**PROBLEM**. Look in the data below for the line that has "Point to the police badge", then print exactly every line from there through the line that has "Point to the sleeveless", leaving pictures out.

**TASK INPUTS**.
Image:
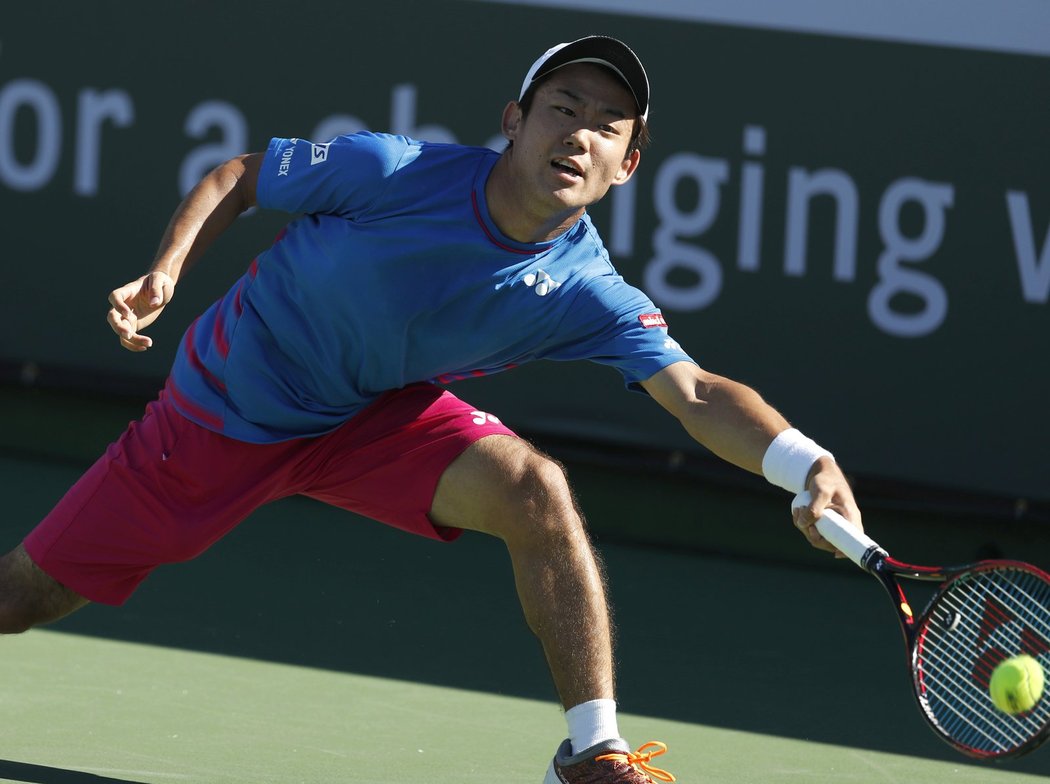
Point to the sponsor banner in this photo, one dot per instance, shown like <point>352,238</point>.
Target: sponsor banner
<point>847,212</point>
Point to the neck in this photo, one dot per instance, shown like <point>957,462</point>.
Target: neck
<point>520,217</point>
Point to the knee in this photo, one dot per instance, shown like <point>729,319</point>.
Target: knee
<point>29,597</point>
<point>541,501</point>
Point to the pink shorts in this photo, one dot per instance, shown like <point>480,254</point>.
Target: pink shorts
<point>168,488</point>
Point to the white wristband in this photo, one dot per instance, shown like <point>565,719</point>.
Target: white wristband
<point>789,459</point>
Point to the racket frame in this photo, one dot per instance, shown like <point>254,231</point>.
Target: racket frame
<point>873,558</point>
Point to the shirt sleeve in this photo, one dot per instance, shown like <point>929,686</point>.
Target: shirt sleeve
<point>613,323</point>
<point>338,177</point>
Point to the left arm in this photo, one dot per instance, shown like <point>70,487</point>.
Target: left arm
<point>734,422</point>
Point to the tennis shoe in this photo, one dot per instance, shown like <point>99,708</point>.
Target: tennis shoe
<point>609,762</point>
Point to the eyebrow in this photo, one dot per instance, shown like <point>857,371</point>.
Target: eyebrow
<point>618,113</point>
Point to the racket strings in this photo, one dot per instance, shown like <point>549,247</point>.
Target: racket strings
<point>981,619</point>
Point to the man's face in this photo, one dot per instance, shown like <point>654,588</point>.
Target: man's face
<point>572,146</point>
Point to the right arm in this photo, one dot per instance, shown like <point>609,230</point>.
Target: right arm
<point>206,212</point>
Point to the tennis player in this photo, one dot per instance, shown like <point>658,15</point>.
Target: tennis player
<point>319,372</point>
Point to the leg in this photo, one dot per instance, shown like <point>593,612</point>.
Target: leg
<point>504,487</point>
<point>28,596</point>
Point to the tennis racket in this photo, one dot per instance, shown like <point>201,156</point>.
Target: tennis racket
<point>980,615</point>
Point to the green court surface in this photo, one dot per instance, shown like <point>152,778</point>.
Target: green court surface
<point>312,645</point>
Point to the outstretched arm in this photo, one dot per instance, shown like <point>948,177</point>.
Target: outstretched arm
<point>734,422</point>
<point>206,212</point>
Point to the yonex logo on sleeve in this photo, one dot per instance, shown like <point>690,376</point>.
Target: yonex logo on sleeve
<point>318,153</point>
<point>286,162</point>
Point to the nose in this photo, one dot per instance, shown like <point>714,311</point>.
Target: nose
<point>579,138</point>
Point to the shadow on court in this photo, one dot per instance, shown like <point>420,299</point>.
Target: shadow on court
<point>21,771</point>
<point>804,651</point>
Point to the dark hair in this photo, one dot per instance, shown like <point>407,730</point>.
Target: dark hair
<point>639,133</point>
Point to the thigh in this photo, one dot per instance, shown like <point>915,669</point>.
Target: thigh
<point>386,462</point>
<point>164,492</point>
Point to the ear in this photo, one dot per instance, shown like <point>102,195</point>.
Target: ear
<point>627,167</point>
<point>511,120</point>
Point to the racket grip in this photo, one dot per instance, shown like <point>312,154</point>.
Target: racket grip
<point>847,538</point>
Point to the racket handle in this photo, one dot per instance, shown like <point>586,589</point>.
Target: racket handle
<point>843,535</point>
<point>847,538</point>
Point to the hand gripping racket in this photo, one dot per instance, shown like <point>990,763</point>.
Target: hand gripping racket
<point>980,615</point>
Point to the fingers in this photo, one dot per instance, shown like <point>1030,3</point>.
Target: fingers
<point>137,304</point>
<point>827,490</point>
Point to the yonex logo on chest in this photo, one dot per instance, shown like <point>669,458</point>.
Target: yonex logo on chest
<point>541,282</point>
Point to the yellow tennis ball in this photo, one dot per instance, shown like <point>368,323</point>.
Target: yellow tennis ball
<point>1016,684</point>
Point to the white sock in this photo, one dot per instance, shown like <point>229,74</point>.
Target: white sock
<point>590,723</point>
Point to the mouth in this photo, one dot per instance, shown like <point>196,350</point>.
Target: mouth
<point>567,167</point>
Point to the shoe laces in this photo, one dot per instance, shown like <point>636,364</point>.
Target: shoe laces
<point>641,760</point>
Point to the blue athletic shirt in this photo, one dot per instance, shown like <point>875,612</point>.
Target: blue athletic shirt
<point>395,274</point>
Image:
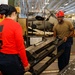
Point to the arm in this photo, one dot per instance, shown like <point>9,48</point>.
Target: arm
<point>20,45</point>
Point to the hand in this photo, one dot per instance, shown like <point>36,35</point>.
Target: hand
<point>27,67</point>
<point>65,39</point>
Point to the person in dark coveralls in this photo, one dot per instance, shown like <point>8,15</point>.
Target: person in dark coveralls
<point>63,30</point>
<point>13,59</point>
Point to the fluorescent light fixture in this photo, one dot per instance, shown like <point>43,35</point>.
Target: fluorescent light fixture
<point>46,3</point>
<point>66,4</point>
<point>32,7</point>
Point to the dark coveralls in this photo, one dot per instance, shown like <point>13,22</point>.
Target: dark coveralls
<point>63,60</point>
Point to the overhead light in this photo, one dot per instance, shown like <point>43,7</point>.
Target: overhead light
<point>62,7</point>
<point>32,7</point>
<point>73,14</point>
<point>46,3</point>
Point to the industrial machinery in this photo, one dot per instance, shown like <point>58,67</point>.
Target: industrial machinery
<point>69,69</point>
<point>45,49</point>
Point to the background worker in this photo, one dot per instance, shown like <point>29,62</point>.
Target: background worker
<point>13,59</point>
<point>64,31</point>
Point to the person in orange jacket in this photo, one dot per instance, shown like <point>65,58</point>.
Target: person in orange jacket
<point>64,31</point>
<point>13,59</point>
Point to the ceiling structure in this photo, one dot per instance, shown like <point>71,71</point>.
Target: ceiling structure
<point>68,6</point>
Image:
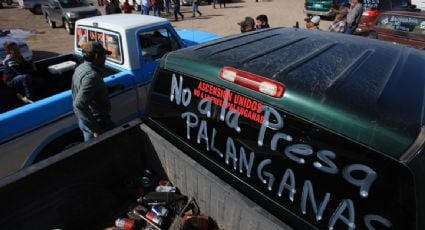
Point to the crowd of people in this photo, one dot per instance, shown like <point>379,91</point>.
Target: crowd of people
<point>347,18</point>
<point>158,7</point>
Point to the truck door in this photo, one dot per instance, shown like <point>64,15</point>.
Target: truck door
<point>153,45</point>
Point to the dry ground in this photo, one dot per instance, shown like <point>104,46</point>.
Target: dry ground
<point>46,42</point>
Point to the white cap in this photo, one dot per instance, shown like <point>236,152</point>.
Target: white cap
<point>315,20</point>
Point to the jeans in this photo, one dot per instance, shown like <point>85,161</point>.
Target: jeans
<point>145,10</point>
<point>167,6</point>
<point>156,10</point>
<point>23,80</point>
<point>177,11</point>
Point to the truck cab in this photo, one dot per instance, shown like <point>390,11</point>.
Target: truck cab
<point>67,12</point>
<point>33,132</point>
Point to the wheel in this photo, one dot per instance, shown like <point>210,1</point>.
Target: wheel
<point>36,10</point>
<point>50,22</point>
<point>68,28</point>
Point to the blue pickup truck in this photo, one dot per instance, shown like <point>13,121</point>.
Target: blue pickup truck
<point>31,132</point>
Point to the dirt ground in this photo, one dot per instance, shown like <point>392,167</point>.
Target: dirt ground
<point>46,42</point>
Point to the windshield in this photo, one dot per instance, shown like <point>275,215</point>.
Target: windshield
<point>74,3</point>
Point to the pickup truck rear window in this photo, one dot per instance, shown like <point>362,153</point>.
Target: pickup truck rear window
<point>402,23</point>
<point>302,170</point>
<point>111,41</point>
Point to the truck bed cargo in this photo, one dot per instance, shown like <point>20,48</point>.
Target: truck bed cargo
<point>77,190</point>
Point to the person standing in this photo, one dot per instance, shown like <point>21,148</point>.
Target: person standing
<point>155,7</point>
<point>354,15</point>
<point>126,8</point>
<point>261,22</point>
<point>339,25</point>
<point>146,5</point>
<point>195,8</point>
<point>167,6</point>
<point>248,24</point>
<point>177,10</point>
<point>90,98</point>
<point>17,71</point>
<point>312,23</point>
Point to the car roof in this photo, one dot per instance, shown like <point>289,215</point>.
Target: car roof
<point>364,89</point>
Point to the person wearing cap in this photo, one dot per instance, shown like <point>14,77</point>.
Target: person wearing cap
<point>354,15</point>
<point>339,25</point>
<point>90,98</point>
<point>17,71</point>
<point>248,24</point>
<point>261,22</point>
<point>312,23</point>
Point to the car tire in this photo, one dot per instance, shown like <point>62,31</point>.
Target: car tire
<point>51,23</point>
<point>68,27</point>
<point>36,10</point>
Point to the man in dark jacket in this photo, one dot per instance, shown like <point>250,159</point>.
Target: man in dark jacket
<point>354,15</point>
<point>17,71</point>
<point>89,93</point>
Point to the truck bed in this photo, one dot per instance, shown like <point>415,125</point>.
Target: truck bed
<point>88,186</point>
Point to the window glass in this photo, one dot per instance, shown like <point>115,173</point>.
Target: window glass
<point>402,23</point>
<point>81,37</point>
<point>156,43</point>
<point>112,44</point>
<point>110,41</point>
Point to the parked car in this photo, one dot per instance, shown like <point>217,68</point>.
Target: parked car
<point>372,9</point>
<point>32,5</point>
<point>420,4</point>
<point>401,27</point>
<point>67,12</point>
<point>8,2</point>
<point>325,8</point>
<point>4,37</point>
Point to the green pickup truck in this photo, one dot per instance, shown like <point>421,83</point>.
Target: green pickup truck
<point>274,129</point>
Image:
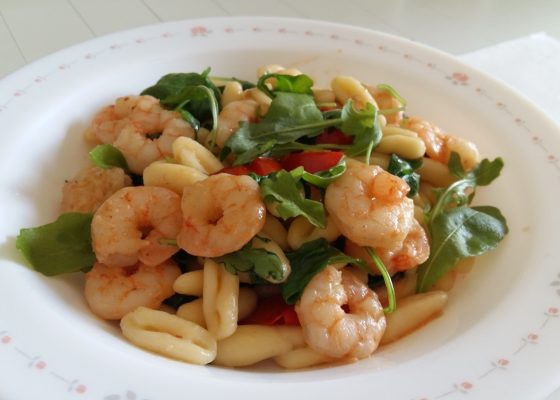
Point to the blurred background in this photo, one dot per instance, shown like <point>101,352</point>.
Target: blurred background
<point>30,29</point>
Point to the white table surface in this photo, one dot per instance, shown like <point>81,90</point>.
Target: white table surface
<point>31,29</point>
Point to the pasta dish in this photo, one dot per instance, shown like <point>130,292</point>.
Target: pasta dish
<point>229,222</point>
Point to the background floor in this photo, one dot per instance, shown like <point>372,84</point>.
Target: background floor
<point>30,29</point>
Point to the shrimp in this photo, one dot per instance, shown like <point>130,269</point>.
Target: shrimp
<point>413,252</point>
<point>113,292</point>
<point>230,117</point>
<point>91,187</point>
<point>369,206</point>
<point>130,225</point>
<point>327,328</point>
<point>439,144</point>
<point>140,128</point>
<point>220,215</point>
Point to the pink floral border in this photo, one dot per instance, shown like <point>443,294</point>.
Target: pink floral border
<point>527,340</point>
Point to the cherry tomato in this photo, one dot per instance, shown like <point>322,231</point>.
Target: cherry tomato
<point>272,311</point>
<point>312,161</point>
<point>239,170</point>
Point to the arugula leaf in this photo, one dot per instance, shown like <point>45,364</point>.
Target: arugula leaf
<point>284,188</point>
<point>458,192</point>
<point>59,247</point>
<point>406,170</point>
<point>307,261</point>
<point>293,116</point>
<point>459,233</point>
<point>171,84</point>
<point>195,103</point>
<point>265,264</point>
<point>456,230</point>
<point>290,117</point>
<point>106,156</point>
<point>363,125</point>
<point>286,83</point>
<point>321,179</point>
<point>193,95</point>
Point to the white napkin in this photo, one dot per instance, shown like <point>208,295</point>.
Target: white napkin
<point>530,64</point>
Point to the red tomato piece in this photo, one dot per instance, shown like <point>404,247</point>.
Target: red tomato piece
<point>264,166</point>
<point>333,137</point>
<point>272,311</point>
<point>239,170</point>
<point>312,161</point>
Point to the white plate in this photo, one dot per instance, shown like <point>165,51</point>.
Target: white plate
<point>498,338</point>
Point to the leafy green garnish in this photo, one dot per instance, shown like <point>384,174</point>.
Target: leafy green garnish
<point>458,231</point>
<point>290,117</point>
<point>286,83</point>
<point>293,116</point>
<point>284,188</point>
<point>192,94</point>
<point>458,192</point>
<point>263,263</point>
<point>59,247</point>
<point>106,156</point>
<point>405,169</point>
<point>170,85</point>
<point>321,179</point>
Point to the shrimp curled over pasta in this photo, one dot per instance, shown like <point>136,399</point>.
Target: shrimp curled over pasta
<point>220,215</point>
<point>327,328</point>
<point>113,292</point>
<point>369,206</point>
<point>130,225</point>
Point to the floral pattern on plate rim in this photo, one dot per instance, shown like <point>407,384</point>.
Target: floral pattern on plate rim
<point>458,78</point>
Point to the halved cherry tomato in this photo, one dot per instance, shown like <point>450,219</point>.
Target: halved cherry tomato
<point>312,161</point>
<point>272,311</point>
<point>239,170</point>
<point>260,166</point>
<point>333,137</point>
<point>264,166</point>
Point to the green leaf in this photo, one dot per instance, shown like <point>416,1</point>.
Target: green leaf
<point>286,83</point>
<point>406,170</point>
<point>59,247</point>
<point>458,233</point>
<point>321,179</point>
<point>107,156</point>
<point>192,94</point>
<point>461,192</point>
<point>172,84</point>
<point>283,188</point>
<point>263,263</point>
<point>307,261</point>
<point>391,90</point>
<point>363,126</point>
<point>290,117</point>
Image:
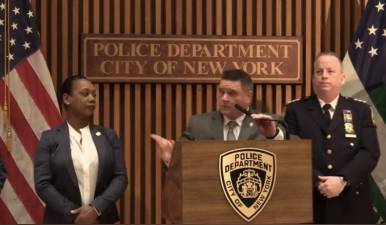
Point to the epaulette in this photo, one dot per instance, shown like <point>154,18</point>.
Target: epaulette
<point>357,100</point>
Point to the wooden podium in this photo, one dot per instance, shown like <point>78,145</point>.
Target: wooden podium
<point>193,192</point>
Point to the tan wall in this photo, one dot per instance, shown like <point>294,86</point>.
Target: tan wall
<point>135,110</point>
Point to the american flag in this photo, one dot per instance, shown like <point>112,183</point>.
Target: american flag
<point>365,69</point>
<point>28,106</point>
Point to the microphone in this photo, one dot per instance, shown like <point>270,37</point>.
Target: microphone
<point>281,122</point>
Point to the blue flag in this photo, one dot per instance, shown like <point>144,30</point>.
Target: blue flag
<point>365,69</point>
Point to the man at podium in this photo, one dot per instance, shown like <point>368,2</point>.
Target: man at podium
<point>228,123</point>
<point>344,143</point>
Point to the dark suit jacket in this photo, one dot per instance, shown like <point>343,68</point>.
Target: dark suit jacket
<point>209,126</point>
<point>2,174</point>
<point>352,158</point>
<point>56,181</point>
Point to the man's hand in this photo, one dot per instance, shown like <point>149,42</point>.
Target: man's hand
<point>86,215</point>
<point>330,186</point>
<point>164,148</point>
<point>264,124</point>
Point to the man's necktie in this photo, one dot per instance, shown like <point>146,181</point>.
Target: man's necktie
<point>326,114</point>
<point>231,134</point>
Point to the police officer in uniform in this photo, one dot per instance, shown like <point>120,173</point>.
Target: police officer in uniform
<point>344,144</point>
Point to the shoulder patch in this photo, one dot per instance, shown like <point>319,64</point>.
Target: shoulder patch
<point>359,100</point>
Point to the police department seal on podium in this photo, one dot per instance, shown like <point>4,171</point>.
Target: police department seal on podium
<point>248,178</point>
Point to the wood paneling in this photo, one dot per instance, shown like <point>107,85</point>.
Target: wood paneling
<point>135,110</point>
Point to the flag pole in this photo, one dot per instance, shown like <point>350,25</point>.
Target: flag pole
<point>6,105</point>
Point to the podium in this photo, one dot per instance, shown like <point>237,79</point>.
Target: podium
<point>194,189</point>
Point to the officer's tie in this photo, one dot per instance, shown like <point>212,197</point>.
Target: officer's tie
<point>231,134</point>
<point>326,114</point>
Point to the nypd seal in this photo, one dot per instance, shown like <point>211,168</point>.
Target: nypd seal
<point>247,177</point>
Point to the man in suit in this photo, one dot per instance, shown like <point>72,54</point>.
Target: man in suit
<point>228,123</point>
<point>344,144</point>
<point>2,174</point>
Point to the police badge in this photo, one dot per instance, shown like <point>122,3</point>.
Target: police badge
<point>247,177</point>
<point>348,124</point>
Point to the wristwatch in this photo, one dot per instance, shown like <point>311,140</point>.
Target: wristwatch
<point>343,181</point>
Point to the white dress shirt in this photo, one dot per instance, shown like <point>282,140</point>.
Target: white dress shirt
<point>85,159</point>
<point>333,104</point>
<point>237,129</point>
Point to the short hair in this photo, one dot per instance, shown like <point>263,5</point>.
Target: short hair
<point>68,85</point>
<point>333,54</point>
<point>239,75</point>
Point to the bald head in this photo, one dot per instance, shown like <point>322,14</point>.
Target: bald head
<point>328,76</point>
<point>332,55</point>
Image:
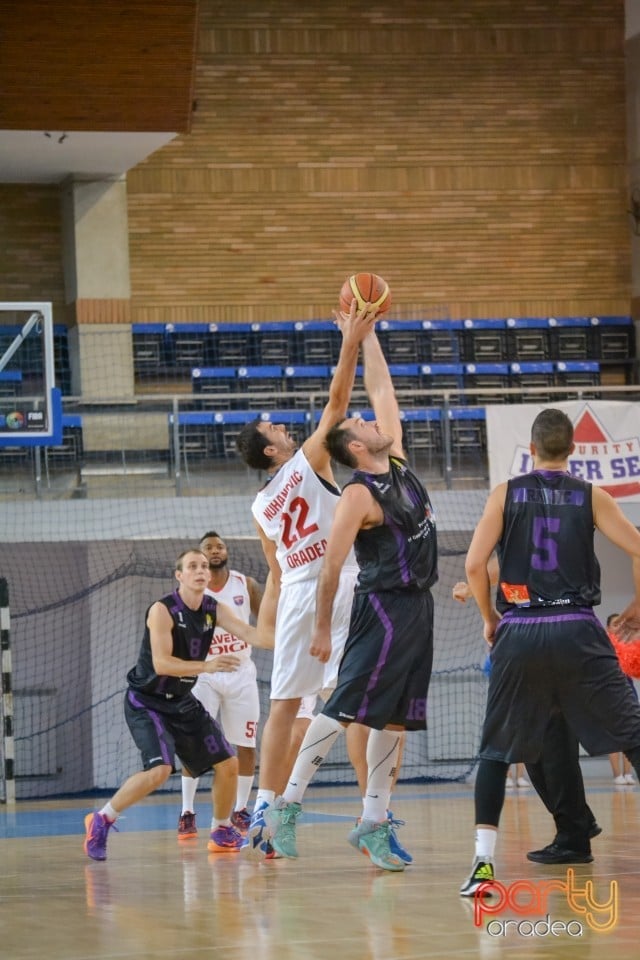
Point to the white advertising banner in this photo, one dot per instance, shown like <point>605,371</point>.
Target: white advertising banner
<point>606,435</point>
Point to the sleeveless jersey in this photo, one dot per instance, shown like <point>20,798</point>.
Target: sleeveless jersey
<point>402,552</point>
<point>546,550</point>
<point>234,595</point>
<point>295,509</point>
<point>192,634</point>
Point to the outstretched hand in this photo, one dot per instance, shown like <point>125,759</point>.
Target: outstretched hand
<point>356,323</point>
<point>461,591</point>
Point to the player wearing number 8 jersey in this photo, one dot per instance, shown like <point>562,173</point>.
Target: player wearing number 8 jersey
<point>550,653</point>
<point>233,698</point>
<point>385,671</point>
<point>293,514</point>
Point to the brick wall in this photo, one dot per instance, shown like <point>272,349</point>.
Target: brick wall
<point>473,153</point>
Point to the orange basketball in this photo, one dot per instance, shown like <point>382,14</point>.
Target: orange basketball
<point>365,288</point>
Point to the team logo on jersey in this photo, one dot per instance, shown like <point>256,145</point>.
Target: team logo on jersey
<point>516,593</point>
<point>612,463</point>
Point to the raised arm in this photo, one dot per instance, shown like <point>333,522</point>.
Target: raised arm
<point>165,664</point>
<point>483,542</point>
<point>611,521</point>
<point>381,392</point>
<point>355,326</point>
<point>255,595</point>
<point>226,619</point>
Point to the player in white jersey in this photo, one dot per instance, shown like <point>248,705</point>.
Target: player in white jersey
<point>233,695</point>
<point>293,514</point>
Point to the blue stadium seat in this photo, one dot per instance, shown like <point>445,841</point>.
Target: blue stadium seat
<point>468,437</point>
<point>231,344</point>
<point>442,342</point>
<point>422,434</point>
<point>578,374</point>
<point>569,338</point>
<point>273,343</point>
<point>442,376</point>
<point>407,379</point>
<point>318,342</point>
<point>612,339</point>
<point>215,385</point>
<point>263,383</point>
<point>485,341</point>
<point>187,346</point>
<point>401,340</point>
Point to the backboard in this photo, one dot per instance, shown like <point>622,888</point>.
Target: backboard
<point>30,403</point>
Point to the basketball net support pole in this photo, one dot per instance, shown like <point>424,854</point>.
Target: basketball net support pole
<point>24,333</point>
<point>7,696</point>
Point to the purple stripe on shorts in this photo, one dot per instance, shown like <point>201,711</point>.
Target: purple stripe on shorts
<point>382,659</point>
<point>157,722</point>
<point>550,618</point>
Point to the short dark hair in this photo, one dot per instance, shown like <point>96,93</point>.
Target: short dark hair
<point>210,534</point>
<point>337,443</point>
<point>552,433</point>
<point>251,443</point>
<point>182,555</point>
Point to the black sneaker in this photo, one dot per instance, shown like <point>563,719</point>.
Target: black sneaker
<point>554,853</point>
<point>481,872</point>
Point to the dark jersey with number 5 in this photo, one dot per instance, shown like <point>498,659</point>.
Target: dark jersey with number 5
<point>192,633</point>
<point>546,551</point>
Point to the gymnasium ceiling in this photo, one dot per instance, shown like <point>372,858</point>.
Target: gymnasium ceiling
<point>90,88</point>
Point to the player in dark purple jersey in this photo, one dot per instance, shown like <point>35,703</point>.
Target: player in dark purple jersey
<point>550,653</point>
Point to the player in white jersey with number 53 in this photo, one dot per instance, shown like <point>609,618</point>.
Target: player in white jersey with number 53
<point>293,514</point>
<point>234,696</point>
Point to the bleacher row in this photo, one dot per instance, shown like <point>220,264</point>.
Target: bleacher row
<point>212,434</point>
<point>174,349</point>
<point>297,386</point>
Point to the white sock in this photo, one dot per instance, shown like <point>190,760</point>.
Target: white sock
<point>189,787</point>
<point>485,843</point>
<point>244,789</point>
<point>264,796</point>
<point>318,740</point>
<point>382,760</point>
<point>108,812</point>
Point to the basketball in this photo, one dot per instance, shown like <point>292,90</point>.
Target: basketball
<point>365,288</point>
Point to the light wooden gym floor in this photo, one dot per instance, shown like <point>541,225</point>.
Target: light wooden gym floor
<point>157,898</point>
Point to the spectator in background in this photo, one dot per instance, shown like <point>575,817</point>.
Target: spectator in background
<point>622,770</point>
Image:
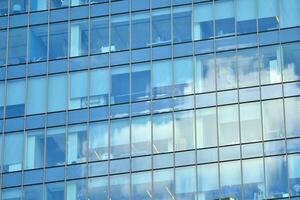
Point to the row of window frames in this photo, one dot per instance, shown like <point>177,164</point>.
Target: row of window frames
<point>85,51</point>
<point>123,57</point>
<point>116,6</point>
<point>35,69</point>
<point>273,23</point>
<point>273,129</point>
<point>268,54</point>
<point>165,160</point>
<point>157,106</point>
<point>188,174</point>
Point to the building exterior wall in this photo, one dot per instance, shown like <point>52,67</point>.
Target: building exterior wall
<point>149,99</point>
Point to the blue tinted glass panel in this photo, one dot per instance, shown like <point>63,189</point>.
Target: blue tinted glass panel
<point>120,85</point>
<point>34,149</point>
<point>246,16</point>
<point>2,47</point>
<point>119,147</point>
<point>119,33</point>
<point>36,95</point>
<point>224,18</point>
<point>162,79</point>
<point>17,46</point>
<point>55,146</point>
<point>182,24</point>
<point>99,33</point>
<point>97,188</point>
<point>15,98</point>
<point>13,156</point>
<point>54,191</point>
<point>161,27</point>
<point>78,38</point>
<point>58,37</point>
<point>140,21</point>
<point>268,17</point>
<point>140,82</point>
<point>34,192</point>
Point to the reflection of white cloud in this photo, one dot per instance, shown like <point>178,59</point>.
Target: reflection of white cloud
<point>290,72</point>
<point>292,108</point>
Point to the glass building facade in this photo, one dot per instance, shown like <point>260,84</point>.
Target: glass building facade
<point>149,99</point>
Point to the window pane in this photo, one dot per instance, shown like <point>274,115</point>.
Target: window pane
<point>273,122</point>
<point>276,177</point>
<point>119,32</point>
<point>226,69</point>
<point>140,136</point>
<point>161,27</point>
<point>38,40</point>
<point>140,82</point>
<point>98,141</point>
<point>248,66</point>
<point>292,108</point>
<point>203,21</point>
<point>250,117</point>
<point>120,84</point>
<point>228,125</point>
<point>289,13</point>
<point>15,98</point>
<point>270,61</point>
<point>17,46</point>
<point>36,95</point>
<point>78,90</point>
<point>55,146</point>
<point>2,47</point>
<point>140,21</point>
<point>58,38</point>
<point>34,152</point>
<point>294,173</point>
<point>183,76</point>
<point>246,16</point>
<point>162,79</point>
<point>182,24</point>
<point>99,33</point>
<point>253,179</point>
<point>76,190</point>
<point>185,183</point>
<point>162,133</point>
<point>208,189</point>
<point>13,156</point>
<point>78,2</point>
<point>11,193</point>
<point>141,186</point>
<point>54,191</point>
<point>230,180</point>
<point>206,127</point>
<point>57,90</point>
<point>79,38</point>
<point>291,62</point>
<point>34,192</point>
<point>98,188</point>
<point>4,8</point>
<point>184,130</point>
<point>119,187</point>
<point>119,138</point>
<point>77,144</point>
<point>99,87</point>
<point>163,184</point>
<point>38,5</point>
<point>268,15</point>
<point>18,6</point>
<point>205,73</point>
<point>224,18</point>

**RESPONSE FOR THIS EXERCISE**.
Point to the police badge in this photo, one dot per instance, shown like <point>122,3</point>.
Target: police badge
<point>247,177</point>
<point>348,124</point>
Point to the wristwatch in this photo, one dot per instance, shown like <point>311,140</point>.
Target: wristwatch
<point>343,181</point>
Point to the white dress shirt in this photo, one dot per instance, shown like <point>282,140</point>.
Target: white dress shirt
<point>85,159</point>
<point>333,104</point>
<point>237,129</point>
Point to the short hair in this photo, one dot per instance, shown like <point>263,5</point>.
Target: short hair
<point>68,85</point>
<point>333,54</point>
<point>239,75</point>
Point to the bald head in this photo, one dot per instance, shown like <point>322,14</point>.
Target: bald head
<point>328,76</point>
<point>332,55</point>
Image:
Point to the white advertising banner in this photo, one dot per instance, shown like <point>605,371</point>.
Target: white advertising banner
<point>606,435</point>
Point to the sleeveless jersey in this photo, one dot per instance, shown like <point>20,798</point>.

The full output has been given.